> **Task goal**
Without changing anything, transcribe all of the entries.

> **Supplied information**
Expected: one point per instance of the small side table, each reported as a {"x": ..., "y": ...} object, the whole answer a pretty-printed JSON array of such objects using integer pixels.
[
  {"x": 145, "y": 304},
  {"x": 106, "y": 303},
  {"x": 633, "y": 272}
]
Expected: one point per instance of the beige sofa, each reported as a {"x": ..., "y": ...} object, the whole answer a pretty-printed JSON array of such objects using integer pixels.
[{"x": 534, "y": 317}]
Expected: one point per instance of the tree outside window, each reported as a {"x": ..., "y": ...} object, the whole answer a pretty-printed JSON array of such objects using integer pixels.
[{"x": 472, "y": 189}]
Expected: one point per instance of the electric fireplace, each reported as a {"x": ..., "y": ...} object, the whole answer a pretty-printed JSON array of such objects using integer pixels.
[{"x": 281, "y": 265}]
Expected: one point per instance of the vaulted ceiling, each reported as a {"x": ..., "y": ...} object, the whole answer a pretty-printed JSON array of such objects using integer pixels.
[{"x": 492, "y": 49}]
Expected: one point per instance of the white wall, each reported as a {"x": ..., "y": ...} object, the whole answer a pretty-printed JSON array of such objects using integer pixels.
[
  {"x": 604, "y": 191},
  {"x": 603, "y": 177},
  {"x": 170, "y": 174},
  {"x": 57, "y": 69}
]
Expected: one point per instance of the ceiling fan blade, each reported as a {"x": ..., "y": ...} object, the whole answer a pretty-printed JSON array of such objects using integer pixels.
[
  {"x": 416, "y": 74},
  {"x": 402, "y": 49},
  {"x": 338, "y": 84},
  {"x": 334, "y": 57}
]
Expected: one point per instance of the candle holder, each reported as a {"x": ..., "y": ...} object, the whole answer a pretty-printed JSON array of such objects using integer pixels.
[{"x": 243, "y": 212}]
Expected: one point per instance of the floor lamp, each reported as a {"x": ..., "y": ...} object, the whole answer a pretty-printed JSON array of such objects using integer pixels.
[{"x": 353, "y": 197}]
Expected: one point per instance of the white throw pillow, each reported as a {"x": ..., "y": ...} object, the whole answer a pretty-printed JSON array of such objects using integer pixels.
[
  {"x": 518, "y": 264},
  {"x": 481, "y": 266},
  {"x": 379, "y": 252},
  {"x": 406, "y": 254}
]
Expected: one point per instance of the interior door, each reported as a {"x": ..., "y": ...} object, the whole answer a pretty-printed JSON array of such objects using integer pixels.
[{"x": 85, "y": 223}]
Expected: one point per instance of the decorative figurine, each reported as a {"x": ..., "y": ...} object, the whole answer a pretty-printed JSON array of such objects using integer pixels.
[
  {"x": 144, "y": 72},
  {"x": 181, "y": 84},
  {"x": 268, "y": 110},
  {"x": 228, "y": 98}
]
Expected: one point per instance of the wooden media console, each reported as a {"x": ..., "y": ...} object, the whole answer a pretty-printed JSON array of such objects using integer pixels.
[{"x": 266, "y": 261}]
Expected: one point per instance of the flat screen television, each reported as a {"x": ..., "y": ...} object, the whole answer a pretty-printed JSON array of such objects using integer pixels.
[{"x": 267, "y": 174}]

> **Result of this exercise**
Expected: one point per instance of the small side table, each reported as a {"x": ..., "y": ...} object, the whole answer a pretty-printed JSON array of such objects using integer pixels.
[
  {"x": 145, "y": 304},
  {"x": 106, "y": 303},
  {"x": 633, "y": 272}
]
Expected: one point per instance of the beige sofa, each reported as a {"x": ..., "y": ...} object, the whole answer a pretty-printed JSON array of such objects using integer pixels.
[{"x": 534, "y": 317}]
Expected: one point per instance of the tree outside window, each reported as a {"x": ..., "y": ...} object, the whole answer a pretty-printed JSON array of such objects using integer pixels.
[{"x": 472, "y": 189}]
Expected: one point per instance of the electric fireplace, each reported as a {"x": ..., "y": ...} object, the whole answer a pretty-printed JSON array of such objects using integer pixels.
[{"x": 281, "y": 265}]
Expected: one point per instance of the vaulted ceiling, each reported as a {"x": ..., "y": ...} object, the whole answer a pretty-printed JSON array of such objects using integer pixels.
[{"x": 492, "y": 49}]
Expected: one point per instance of the white wall, each reported as a {"x": ..., "y": ...} object, the whole answer a pretty-printed JSON array of such objects using integer pixels.
[
  {"x": 604, "y": 191},
  {"x": 603, "y": 177},
  {"x": 170, "y": 174},
  {"x": 57, "y": 69}
]
Expected: one point per instance of the ceiling fan blade, each reported as a {"x": ..., "y": ...} object, the whole answer a pretty-printed JSON array of such objects using integer pixels.
[
  {"x": 416, "y": 74},
  {"x": 402, "y": 49},
  {"x": 338, "y": 84},
  {"x": 334, "y": 57}
]
Expected: one point per instance of the candle holder, each reported as a {"x": ..., "y": ...} object, the whole answer a pretty-printed JSON array of such objects using integer pixels.
[{"x": 243, "y": 212}]
Expected: one point per instance of the floor lamp, each reported as a {"x": ..., "y": ...} object, the whole answer a pretty-printed JSON array of such objects using integer pixels.
[{"x": 353, "y": 197}]
Expected: one point per instance of the white throw pillow, each reported as a {"x": ..., "y": ...} object, the whole answer a pretty-printed JSON array of such objects using integer pixels.
[
  {"x": 518, "y": 264},
  {"x": 481, "y": 266},
  {"x": 379, "y": 252},
  {"x": 406, "y": 254}
]
Expected: one point per instance of the interior door, each reported as a {"x": ..., "y": ...} object, the whole answer a pretty-printed JSON array of such objects using integer pixels.
[{"x": 85, "y": 223}]
Expected: one point per instance of the decorative figurine, each reported as a {"x": ..., "y": ...} object, the whole answer a pretty-printed JSON array of such objects using integer pixels.
[
  {"x": 144, "y": 72},
  {"x": 181, "y": 84},
  {"x": 268, "y": 110},
  {"x": 228, "y": 98}
]
Expected: one point per instance of the wooden media console, each reported as a {"x": ..., "y": ...} object, the whole answer a pretty-printed JSON array of such objects using integer pixels.
[{"x": 266, "y": 261}]
Expected: one point per instance of the flat screen television, each reported as a {"x": ..., "y": ...} object, the whole answer a pretty-printed JSON array of such objects using integer pixels.
[{"x": 267, "y": 174}]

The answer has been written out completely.